Zet de uitspraak van het hof over de ontruiming van het gekraakte pand voort, te beginnen na de laatste zin van die uitspraak.

- **Gegeven tekst**:
══════════
Hieraan doet niet af dat [appellanten] stellen geen ander dak boven hun hoofd te hebben en menen dat kraken voor hen de enige optie is.
3.9
Alles bijeengenomen acht het hof het dermate waarschijnlijk dat de bodemrechter, indien tot oordelen geroepen, de vordering tot ontruiming jegens [appellanten] zal toewijzen, dat van Lieven de Key, gegeven haar belang bij het ter beschikking krijgen van het pand, niet kan worden gevergd dat zij de uitkomst van een bodemprocedure afwacht. De eerste drie grieven in het principale appel zijn dus tevergeefs voorgedragen.
3.1
De door de voorzieningenrechter gegeven ontruimingstermijn van twee dagen na de betekening van het vonnis acht het hof echter te kort. De daartegen gerichte grief van [appellanten] slaagt. De ontruimingstermijn zal worden bepaald op een week na de betekening van dit arrest.
3.11
Met het slagen van de vierde principale grief is voldaan aan de voorwaarde waaronder de incidentele grief is ingesteld. Met deze grief bestrijdt Lieven de Key de compensatie van de gedingkosten in eerste aanleg. Ook deze grief slaagt. Als de krakers het pand zouden hebben ontruimd binnen de termijn die Lieven de Key had gesteld in de brief van 2 augustus j.l., zou het oordeel moeten zijn geweest dat de gedingkosten nodeloos waren aangewend respectievelijk veroorzaakt. Die situatie deed zich echter niet voor; er is gedagvaard tegen een datum die was gelegen na het einde van de bij de brief gegeven termijn en toen die datum aanbrak, verbleven de krakers nog steeds in het pand. Het hof acht hoogst onaannemelijk dat het pand wél zou zijn ontruimd als de dagvaarding niet was uitgebracht. De datum waarop is gedagvaard geeft dus geen aanleiding tot compensatie van de kosten van het geding in eerste aanleiding. Hetzelfde geldt voor de omstandigheid dat in hoger beroep een langere ontruimingstermijn zal worden bepaald. Als de overwegend in het ongelijk gestelde partij dienen [appellanten] de kosten van het geding in eerste aanleg te dragen, evenals die van het hoger beroep.
3.12
Ten behoeve van de leesbaarheid zal het hof, hoewel alleen de ontruimingstermijn en de proceskostenbeslissing worden aangepast, het hele vonnis tussen Lieven de Key en [appellanten] vernietigen en jegens [appellanten] een geheel nieuwe veroordeling formuleren. Voor de duidelijkheid: voor zover het vonnis van 31 augustus 2018 is gewezen tussen Lieven de Key en alle andere personen die verblijven in het pand, is het niet aan het oordeel van het hof onderworpen, zodat dit arrest geen betrekking heeft op dat (deel van het) vonnis.
══════════
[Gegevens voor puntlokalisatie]
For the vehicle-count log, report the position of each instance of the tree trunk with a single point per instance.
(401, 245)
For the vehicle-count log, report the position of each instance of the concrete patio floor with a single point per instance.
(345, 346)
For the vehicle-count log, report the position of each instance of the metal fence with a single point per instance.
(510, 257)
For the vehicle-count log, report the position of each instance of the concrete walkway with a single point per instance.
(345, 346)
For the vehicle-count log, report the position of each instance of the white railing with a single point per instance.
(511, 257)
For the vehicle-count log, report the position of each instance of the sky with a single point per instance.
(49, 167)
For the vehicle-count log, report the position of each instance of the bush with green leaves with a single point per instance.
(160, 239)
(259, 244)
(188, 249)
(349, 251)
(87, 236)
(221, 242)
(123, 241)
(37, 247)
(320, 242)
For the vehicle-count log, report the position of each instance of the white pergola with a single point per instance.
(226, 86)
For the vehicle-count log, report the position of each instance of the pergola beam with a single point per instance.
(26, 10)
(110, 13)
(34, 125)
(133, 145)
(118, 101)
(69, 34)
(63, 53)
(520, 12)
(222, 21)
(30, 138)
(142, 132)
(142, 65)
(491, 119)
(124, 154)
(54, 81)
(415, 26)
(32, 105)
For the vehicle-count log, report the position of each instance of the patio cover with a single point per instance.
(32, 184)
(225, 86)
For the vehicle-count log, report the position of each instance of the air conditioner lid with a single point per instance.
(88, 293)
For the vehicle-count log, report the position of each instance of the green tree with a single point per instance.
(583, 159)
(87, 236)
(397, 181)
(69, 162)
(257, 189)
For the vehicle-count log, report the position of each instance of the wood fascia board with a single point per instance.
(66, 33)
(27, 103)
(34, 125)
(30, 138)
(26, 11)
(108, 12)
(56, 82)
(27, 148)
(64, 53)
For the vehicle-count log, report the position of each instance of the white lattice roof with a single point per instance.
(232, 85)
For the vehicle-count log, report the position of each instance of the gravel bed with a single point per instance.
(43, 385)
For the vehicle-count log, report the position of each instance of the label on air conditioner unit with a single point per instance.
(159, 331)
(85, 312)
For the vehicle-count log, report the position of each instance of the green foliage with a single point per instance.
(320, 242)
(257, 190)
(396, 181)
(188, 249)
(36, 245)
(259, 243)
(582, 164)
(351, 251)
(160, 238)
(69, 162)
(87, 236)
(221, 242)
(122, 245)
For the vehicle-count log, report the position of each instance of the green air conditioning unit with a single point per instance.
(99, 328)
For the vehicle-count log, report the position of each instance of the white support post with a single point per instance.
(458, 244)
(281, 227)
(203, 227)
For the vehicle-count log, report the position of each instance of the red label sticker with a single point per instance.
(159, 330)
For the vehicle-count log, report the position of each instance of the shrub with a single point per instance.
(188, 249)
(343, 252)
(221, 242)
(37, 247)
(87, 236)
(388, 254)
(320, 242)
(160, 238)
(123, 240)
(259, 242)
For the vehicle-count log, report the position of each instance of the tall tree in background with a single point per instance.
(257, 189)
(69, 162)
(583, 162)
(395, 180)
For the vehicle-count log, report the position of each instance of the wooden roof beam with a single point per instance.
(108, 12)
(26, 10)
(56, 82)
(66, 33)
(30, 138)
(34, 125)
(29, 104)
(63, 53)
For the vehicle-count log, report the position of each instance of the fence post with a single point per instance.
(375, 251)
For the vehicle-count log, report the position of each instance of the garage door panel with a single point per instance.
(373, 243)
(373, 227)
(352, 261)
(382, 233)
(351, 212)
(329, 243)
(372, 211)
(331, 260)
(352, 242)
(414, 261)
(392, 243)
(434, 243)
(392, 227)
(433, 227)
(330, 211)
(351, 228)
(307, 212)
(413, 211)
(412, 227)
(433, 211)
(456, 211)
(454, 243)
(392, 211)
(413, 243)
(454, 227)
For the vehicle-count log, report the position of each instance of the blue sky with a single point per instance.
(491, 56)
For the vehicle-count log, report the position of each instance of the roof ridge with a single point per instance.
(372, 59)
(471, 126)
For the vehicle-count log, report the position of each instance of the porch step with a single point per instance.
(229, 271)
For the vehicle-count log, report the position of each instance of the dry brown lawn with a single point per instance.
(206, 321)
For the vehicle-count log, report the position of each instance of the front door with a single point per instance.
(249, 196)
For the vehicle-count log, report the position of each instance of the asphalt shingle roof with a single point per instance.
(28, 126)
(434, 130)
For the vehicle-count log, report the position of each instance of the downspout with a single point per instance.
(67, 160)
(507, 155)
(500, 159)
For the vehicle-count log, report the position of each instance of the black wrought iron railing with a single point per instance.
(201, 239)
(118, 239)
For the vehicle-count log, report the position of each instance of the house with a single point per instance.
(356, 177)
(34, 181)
══════════
- **Antwoordruimte**:
4.Beslissing

Het hof:
rechtdoende in principaal en incidenteel appel:
vernietigt het vonnis van de voorzieningenrechter van 31 augustus 2018 voor zover tussen Lieven de Key en [appellanten] gewezen;
en opnieuw rechtdoende:
veroordeelt [appellanten] om binnen een week na betekening van dit arrest de bedrijfsruimte aan de [adres] met al de hunnen en het hunne te ontruimen, te verlaten en ter vrije en algehele beschikking van Lieven de Key te stellen;
bepaalt dat deze veroordeling tot ontruiming bij herkraak tot zes maanden na 31 augustus 2018 ten uitvoer kan worden gelegd tegen een ieder die ten tijde van de tenuitvoerlegging zich in het pand bevindt of daar binnentreedt en telkens wanneer zich dat voordoet;
veroordeelt [appellanten] in de kosten van het geding in beide instanties, in eerste aanleg aan de zijde van Lieven de Key begroot op € 626,-- aan verschotten en € 980,-- voor salaris en in principaal en incidenteel hoger beroep tot op heden op € 726,-- aan verschotten en € 2.148,-- voor salaris;
verklaart deze veroordelingen uitvoerbaar bij voorraad;
wijst af het meer of anders gevorderde.
Dit arrest is gewezen door mrs. J.C. Toorman, J.C.W. Rang en M.M. Korsten-Krijnen en door de rolraadsheer in het openbaar uitgesproken op 14 september 2018.